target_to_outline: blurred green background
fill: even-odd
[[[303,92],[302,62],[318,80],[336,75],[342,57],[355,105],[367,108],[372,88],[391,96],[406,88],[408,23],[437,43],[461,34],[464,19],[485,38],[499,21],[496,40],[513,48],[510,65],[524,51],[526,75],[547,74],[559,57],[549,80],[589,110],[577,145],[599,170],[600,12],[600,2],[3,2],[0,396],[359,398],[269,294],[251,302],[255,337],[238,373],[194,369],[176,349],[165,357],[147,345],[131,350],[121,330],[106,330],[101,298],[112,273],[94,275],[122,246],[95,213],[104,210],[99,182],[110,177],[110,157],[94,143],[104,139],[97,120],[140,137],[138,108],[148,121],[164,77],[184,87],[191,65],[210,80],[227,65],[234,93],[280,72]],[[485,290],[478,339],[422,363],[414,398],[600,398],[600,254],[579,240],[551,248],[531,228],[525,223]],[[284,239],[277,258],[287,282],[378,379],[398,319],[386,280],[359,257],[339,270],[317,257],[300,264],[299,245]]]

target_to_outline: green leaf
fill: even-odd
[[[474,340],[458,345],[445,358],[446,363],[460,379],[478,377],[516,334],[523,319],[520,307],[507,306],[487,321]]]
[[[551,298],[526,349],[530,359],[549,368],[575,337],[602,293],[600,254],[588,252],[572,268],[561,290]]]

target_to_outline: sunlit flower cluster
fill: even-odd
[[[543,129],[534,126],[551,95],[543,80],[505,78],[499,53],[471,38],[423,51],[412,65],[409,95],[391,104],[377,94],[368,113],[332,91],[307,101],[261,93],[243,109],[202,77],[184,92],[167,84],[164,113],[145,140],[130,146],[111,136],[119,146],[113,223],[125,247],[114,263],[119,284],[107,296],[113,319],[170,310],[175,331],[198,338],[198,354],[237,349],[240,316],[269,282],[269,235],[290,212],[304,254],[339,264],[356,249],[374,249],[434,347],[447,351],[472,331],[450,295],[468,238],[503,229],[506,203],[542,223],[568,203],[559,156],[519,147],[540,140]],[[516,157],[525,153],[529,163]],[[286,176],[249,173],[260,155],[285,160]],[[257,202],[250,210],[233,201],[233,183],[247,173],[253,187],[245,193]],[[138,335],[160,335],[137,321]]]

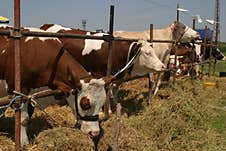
________________
- Your goal -
Each line above is to be copied verbatim. Drop any image from the copy.

- Your solution -
target_to_outline: blurred green background
fill: even-odd
[[[303,92],[302,62],[318,80],[336,75],[342,57],[355,105],[367,108],[372,88],[391,96],[406,88],[408,23],[437,43],[461,34],[464,19],[485,38],[499,21],[496,40],[513,48],[510,65],[524,51],[526,75],[547,74],[559,57],[549,80],[589,110],[577,145],[599,170],[600,12],[600,2],[3,2],[0,396],[359,398],[269,294],[251,302],[255,337],[238,373],[194,369],[176,349],[165,357],[147,345],[131,350],[121,330],[106,330],[101,298],[112,273],[94,275],[122,246],[95,213],[104,210],[99,182],[110,177],[110,157],[94,143],[104,139],[97,120],[140,137],[138,108],[148,121],[164,77],[184,87],[191,65],[210,80],[227,65],[234,93],[280,72]],[[485,290],[478,339],[422,363],[414,398],[600,398],[600,254],[579,240],[551,248],[531,228],[525,223]],[[284,239],[277,258],[287,282],[378,379],[398,319],[386,280],[359,257],[339,270],[317,257],[300,264],[299,245]]]

target_to_outline: green leaf
fill: even-odd
[[[474,340],[458,345],[445,358],[446,363],[460,379],[478,377],[516,334],[523,319],[520,307],[507,306],[487,321]]]
[[[551,298],[526,349],[530,359],[549,368],[575,337],[602,293],[600,254],[588,252],[572,268],[561,290]]]

target_to_outline: sunlit flower cluster
fill: even-odd
[[[543,129],[534,126],[551,95],[543,80],[505,78],[499,53],[471,38],[423,51],[412,65],[409,95],[391,104],[377,94],[368,113],[332,91],[307,101],[261,93],[243,109],[202,77],[184,92],[167,84],[164,113],[145,140],[130,146],[111,136],[119,146],[113,223],[125,247],[114,263],[119,284],[107,296],[113,319],[170,310],[175,331],[198,338],[198,354],[237,349],[240,316],[269,282],[269,235],[290,212],[304,254],[339,264],[356,249],[374,249],[434,347],[447,351],[472,331],[450,295],[468,238],[503,229],[506,203],[542,223],[568,203],[559,156],[519,147],[540,140]],[[516,157],[525,153],[529,163]],[[286,176],[249,173],[260,155],[285,160]],[[257,202],[250,210],[233,201],[233,183],[247,173],[253,187],[245,193]],[[138,335],[160,335],[137,321]]]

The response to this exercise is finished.